━━ Page

Unfortunately, Tina ignores me, and things only get worse when Blaine presents her with the playlist of "classic" diva songs he's picked out for her consideration. She's really quite touched, you see, to realize how highly he thinks of her abilities and potential when she sees the list is full of career-defining hits by such deathless icons of days gone by as Cher and Madonna. God, teenagers are dumb.
Unfortunately, Dreamboat Blaine's barely started in with the jabbering about potential costuming ideas when the NyQuil he took decides to kick in, and after he emits a mighty series of jaw-cracking yawns, Single-T Tina suggests he lie down for a bit. Dreamboat Blaine wearily agrees, and he's of course dead asleep seconds after his overly-gelled head hits the pillow, though Tina won't realize this for a few minutes. That poor girl. "I've been reading a lot about divas," she begins, kicking off what's sure to be a heartfelt little monologue, "and the biggest thing is that they're brutally honest, and if I'm going to be a diva, then I have to be honest, too." Here it comes. "I'm falling in love with you," she admits, "and I realize that this could be a tragic one-way thing, but even if we end up having just a sexless relationship -- which many Asian girls and gay men do -- it'd be worth it." Getting no response from him, and feeling too embarrassed and exposed and whatnot to turn around and face him, she blinks back a couple of tears and half-jokingly begs, "Please say something, here, before I die." Blaine remains silent, so she finally pivots on the bed and realizes he's been unconscious this entire time. Oh, Tina!
And then, to make matters worse, she straddles his sleeping form, unbuttons his shirt, and gently works some of the VapoRub into his freshly-waxed chest. That done, Tina wipes away the bitter, bitter tear now trickling down her cheek, snuggles up next to him in the bed, and... listens to him snore for the next five or six hours? I guess. Poor Tina.

━━━━
━━ Exercise materials

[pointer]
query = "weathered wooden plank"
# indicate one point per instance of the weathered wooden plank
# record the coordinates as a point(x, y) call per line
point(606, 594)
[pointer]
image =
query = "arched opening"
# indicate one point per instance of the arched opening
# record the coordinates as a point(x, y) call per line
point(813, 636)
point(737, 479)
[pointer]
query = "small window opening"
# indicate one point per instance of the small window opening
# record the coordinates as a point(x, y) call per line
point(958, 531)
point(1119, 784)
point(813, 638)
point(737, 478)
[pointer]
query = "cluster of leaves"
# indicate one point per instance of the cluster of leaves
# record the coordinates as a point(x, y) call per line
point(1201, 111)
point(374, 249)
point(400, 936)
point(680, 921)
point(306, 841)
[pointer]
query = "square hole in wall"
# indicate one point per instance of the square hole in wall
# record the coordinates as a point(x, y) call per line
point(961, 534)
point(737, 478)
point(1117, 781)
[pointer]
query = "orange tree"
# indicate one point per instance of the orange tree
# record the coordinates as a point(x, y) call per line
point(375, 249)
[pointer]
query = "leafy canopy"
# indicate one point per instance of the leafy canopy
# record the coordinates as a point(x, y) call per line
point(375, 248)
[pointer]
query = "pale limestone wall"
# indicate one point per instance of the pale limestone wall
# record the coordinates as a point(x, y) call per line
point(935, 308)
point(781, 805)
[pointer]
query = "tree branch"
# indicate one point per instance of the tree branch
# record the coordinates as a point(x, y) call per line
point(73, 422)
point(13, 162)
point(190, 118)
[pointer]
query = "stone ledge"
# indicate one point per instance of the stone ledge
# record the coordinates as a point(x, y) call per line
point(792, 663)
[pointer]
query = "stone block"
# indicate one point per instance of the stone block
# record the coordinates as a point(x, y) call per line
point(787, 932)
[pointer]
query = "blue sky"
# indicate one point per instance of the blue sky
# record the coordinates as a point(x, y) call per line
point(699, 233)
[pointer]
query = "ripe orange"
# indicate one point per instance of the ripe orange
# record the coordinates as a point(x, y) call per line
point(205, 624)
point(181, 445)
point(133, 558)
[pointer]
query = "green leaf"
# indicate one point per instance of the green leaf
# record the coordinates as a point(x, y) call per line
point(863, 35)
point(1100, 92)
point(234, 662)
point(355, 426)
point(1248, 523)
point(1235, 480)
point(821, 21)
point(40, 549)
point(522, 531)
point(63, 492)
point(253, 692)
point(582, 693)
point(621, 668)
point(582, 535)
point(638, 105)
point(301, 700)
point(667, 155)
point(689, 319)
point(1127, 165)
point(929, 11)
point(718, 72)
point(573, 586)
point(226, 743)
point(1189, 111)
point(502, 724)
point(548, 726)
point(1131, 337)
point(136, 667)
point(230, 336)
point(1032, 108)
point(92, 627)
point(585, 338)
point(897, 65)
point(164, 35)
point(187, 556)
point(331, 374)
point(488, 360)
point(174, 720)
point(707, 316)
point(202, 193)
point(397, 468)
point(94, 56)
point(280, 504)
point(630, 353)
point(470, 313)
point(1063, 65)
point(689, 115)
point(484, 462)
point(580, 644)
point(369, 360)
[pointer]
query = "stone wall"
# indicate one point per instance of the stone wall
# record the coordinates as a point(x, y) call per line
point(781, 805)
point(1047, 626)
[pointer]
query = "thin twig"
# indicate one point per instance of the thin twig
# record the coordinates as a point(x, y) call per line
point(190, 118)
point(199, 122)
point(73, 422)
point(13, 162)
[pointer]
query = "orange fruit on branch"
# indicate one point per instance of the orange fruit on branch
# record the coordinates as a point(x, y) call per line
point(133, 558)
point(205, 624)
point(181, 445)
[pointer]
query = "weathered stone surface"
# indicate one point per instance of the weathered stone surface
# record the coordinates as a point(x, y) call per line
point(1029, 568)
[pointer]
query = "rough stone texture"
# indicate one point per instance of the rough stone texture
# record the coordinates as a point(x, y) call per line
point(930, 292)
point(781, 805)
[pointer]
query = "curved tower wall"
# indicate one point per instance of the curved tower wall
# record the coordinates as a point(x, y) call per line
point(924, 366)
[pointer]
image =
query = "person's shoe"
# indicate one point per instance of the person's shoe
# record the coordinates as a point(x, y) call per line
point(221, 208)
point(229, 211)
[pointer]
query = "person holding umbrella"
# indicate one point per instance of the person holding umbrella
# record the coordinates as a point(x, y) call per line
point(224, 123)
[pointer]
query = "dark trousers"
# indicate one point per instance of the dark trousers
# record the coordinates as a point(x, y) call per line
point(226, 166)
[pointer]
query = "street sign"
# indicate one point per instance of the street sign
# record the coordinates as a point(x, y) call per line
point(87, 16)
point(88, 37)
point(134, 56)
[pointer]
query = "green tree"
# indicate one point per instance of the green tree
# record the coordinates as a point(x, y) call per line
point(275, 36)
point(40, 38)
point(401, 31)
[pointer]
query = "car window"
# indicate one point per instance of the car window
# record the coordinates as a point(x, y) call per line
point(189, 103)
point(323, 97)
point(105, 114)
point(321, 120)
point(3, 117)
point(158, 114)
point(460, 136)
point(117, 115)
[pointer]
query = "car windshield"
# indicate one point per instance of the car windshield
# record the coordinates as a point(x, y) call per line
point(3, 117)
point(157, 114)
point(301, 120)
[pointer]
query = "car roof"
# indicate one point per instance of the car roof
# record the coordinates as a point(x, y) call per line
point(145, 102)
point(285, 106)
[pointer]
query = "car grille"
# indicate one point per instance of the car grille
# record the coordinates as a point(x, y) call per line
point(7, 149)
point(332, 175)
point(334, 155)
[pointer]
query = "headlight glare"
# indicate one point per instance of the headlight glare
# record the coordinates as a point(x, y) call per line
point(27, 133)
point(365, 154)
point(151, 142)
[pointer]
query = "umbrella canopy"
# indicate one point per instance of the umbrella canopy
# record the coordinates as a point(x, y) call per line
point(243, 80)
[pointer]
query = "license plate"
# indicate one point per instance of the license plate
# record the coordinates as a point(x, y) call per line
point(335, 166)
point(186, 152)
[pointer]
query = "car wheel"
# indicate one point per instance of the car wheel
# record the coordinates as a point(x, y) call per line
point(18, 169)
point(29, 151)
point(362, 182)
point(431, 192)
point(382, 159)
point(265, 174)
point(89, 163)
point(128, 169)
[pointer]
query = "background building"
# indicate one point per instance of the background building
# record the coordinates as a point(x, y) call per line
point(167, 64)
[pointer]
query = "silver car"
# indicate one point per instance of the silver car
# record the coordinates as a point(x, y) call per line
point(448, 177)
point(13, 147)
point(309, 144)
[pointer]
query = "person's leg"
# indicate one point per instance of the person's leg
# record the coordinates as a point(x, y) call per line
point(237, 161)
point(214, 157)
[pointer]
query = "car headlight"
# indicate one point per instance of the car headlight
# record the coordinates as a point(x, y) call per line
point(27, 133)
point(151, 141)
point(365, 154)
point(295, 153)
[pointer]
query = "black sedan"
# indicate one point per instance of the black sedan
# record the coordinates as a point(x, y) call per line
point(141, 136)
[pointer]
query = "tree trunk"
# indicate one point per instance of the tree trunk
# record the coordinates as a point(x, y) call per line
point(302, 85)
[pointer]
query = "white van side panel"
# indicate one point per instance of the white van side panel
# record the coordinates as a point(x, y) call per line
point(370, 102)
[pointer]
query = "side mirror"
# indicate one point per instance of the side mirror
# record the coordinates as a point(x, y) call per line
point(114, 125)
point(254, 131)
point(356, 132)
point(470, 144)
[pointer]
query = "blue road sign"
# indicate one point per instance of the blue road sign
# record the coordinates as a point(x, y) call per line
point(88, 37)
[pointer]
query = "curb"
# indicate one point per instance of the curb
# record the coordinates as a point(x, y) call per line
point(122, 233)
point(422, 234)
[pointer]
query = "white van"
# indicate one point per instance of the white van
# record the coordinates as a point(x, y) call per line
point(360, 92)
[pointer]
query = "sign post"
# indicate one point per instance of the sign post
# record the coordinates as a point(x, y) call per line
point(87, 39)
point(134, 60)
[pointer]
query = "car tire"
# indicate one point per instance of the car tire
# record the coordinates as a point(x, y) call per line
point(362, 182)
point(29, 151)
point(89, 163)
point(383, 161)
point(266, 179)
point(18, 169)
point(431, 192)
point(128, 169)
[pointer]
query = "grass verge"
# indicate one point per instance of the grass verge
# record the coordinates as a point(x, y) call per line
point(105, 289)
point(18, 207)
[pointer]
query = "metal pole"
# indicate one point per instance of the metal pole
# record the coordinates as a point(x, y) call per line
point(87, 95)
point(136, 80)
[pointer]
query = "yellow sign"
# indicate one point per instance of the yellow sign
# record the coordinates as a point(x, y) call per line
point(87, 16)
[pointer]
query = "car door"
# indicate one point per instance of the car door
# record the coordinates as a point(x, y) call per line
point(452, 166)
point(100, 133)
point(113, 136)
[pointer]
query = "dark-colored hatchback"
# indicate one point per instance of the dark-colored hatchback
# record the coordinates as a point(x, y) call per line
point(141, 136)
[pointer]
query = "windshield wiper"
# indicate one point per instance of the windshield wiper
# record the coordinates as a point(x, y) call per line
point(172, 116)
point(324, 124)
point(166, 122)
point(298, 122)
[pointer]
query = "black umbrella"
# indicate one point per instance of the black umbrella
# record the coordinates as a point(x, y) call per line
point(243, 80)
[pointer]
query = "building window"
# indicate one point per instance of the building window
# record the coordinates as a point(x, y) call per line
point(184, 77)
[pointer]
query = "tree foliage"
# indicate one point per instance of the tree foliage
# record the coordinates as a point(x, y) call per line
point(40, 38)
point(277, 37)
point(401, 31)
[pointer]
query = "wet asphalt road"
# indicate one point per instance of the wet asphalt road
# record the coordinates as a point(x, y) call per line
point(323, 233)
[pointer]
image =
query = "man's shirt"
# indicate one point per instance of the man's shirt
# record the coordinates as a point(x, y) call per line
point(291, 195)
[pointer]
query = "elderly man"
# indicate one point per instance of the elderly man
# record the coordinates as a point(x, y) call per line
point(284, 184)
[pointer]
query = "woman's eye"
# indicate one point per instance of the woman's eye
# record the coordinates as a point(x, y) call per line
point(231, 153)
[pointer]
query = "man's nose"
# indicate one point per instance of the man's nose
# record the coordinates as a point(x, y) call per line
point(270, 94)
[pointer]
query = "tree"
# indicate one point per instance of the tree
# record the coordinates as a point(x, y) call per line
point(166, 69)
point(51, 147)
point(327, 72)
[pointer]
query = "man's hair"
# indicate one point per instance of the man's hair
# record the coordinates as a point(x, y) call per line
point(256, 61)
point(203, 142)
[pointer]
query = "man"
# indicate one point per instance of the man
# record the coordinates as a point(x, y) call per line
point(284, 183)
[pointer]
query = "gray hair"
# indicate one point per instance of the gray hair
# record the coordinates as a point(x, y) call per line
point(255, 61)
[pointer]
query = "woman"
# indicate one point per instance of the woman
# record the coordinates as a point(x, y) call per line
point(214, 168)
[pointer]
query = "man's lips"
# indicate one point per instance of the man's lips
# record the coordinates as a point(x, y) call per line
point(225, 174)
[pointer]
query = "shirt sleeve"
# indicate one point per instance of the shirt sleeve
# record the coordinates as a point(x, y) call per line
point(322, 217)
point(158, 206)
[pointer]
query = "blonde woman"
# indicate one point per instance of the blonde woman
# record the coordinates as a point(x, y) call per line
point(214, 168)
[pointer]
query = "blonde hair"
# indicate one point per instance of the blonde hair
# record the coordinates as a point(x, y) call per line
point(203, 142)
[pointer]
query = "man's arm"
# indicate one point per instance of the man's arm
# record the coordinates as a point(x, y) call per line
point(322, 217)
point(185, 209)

━━━━

Problem A: Return the whole Tina and Blaine recap word for word.
Problem B: Rewrite the records from their first line through the line containing "point(737, 479)" as a Markdown table with the columns No. and Entry, giving each line its number and leaving out any blank lines.

Written answer A:
Unfortunately, Tina ignores me, and things only get worse when Blaine presents her with the playlist of "classic" diva songs he's picked out for her consideration. She's really quite touched, you see, to realize how highly he thinks of her abilities and potential when she sees the list is full of career-defining hits by such deathless icons of days gone by as Cher and Madonna. God, teenagers are dumb.
Unfortunately, Dreamboat Blaine's barely started in with the jabbering about potential costuming ideas when the NyQuil he took decides to kick in, and after he emits a mighty series of jaw-cracking yawns, Single-T Tina suggests he lie down for a bit. Dreamboat Blaine wearily agrees, and he's of course dead asleep seconds after his overly-gelled head hits the pillow, though Tina won't realize this for a few minutes. That poor girl. "I've been reading a lot about divas," she begins, kicking off what's sure to be a heartfelt little monologue, "and the biggest thing is that they're brutally honest, and if I'm going to be a diva, then I have to be honest, too." Here it comes. "I'm falling in love with you," she admits, "and I realize that this could be a tragic one-way thing, but even if we end up having just a sexless relationship -- which many Asian girls and gay men do -- it'd be worth it." Getting no response from him, and feeling too embarrassed and exposed and whatnot to turn around and face him, she blinks back a couple of tears and half-jokingly begs, "Please say something, here, before I die." Blaine remains silent, so she finally pivots on the bed and realizes he's been unconscious this entire time. Oh, Tina!
And then, to make matters worse, she straddles his sleeping form, unbuttons his shirt, and gently works some of the VapoRub into his freshly-waxed chest. That done, Tina wipes away the bitter, bitter tear now trickling down her cheek, snuggles up next to him in the bed, and... listens to him snore for the next five or six hours? I guess. Poor Tina.

Written answer B:
| No. | Entry |
|---|---|
| 1 | [pointer] |
| 2 | query = "weathered wooden plank" |
| 3 | # indicate one point per instance of the weathered wooden plank |
| 4 | # record the coordinates as a point(x, y) call per line |
| 5 | point(606, 594) |
| 6 | [pointer] |
| 7 | image = |
| 8 | query = "arched opening" |
| 9 | # indicate one point per instance of the arched opening |
| 10 | # record the coordinates as a point(x, y) call per line |
| 11 | point(813, 636) |
| 12 | point(737, 479) |